───── Extract

I didn’t sleep all Thursday night. I started texting with investors and they were telling me that people had actually gone to SVB branches to get cashier’s checks. I was like, “Wow, everyone got out except for me because I was doing my due diligence.” I am usually the fastest mover in a situation, but one of my resolutions has been to take more time to digest things before I react. I took all of two hours to digest, and it was too late. I missed the bank run.

I woke up on Friday, threw on clothes and got to the SVB branch in Palo Alto at 8:45. It was supposed to open at 9 a.m. or 9:30. I drove to the branch where I knew another founder had gotten a cashier’s check. There were already Federal Deposit Insurance Corporation notices posted to the bank door saying it was closed.

There were a few other people there super early, and it was raining, and we were all walking back to our cars looking sad. The other people there were also super nerdy looking and I was like, “Yup, those are founders.” The four of us who were there didn’t talk because I was not in conversation mode.

I looked at payroll. The transfer from the SVB account to the payroll provider, around $200,000, was supposed to happen Monday. I called Gusto, our payroll provider, and I asked: “Is this transfer going to work on Monday?” They were like, “Yeah, it’ll work, I don’t know what you’re talking about!”

Later on Friday, they sent a notice along the lines of: “Actually it won’t work, if your account was connected to SVB you better wire us the money you need for payroll.” That was really when I started realizing I needed to come up with this money.

I scheduled a call with our employment attorney for Saturday because I wanted to understand — could we miss payroll? I knew it would hurt my employees, but what do you actually do if you miss payroll? It turns out you can’t miss payroll, especially not in the state of California.

──────────
───── Supplied material

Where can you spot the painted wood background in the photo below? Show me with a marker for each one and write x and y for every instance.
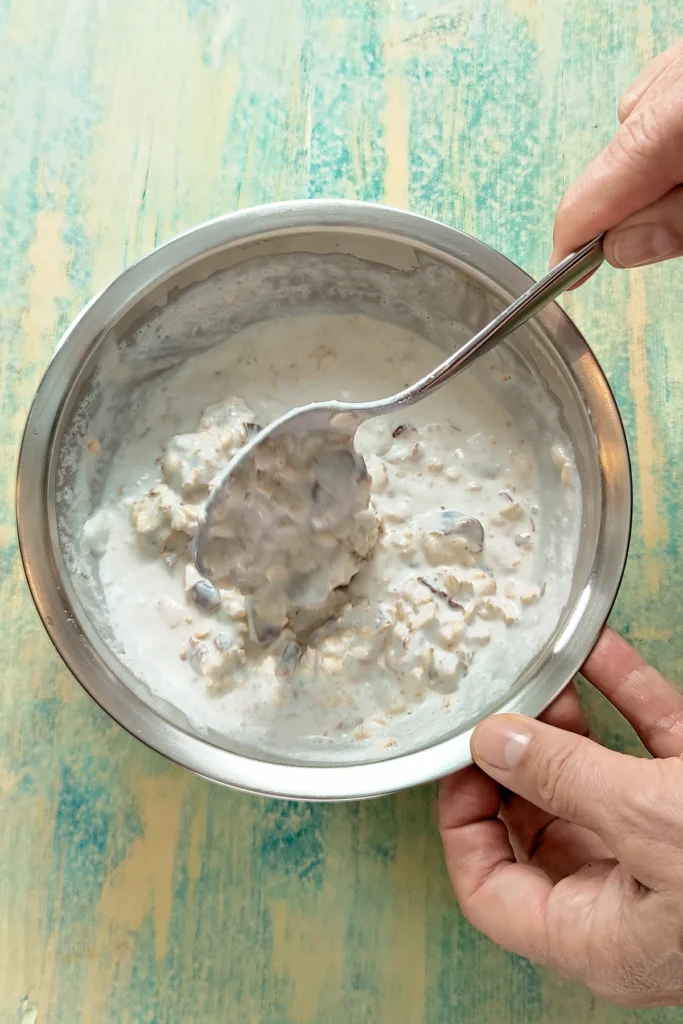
(129, 890)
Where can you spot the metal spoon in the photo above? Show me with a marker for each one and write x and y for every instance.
(341, 419)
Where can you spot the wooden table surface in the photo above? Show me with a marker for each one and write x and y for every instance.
(131, 891)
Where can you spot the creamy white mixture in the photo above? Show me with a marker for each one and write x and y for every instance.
(434, 616)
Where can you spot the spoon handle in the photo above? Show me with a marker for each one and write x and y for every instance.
(567, 272)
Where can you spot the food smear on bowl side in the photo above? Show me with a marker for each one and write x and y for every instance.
(445, 573)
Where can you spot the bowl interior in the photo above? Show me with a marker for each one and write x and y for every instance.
(207, 299)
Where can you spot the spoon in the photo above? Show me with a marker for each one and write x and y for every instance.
(229, 525)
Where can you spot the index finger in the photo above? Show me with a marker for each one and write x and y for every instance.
(649, 76)
(642, 163)
(503, 899)
(648, 701)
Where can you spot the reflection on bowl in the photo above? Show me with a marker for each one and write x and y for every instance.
(257, 265)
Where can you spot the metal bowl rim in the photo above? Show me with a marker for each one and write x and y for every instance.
(313, 782)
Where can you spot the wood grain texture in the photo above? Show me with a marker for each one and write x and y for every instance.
(129, 890)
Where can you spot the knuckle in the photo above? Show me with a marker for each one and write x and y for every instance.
(640, 135)
(553, 778)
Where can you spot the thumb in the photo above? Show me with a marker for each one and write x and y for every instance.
(650, 236)
(569, 776)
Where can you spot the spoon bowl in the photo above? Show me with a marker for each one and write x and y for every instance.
(223, 537)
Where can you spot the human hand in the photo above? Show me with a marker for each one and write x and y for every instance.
(571, 854)
(633, 188)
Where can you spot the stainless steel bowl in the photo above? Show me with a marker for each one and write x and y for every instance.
(337, 256)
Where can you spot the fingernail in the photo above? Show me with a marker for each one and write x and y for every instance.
(501, 741)
(643, 244)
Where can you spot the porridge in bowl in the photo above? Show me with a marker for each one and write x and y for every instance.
(442, 582)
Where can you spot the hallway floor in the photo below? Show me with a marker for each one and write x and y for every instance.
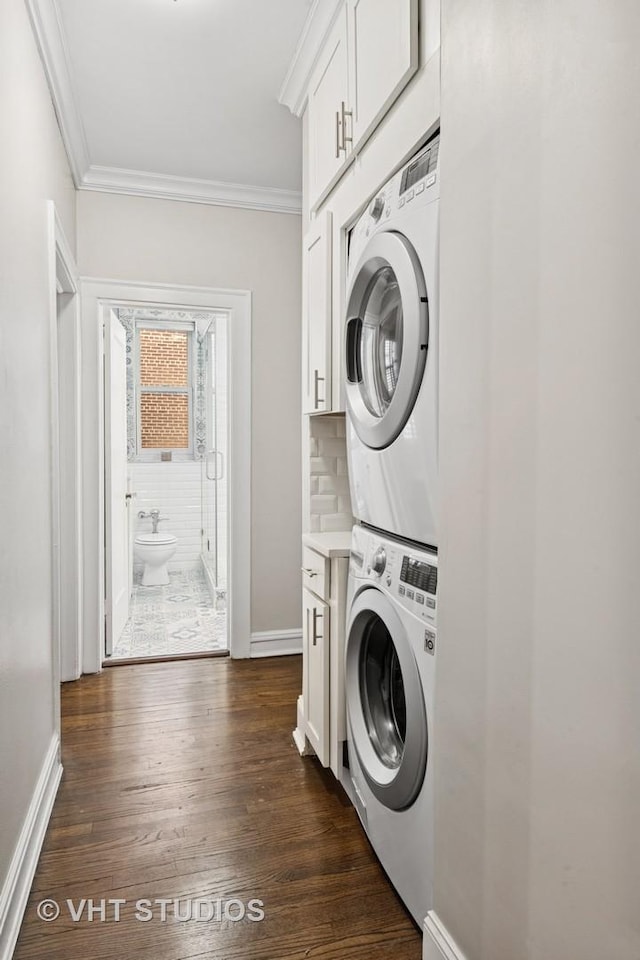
(174, 620)
(181, 781)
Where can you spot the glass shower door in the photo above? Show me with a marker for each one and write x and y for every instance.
(214, 485)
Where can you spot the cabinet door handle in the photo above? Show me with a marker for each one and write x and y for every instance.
(316, 380)
(315, 636)
(343, 124)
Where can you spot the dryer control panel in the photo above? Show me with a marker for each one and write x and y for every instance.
(414, 184)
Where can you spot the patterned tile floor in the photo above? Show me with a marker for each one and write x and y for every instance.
(177, 619)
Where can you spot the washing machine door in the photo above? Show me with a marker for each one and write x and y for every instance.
(387, 338)
(385, 702)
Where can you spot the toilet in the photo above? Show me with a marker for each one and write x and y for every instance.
(155, 550)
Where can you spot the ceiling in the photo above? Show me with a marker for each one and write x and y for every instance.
(177, 96)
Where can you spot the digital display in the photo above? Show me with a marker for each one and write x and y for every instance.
(415, 171)
(420, 575)
(421, 166)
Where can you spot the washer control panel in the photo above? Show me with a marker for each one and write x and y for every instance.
(409, 575)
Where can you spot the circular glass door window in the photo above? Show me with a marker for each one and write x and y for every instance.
(381, 341)
(382, 694)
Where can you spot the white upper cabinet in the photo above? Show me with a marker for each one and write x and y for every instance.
(383, 56)
(316, 320)
(329, 128)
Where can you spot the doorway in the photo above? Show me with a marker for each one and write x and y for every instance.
(66, 488)
(166, 474)
(190, 487)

──────────

Given exercise A
Can you echo the part of the SVB account starting at "I didn’t sleep" and ending at "the bank run."?
Given exercise B
Could you offset the records starting at the line that contains "Where can you spot the doorway" and ending at the last line of the records, writing every one of those lines out again in full with 85 added to each coordinate in the answers?

Worked answer A
I didn’t sleep all Thursday night. I started texting with investors and they were telling me that people had actually gone to SVB branches to get cashier’s checks. I was like, “Wow, everyone got out except for me because I was doing my due diligence.” I am usually the fastest mover in a situation, but one of my resolutions has been to take more time to digest things before I react. I took all of two hours to digest, and it was too late. I missed the bank run.

Worked answer B
Where can you spot the doorway in the photo above? Show me with a marker for each one and write x and y for every instance.
(151, 573)
(251, 559)
(275, 572)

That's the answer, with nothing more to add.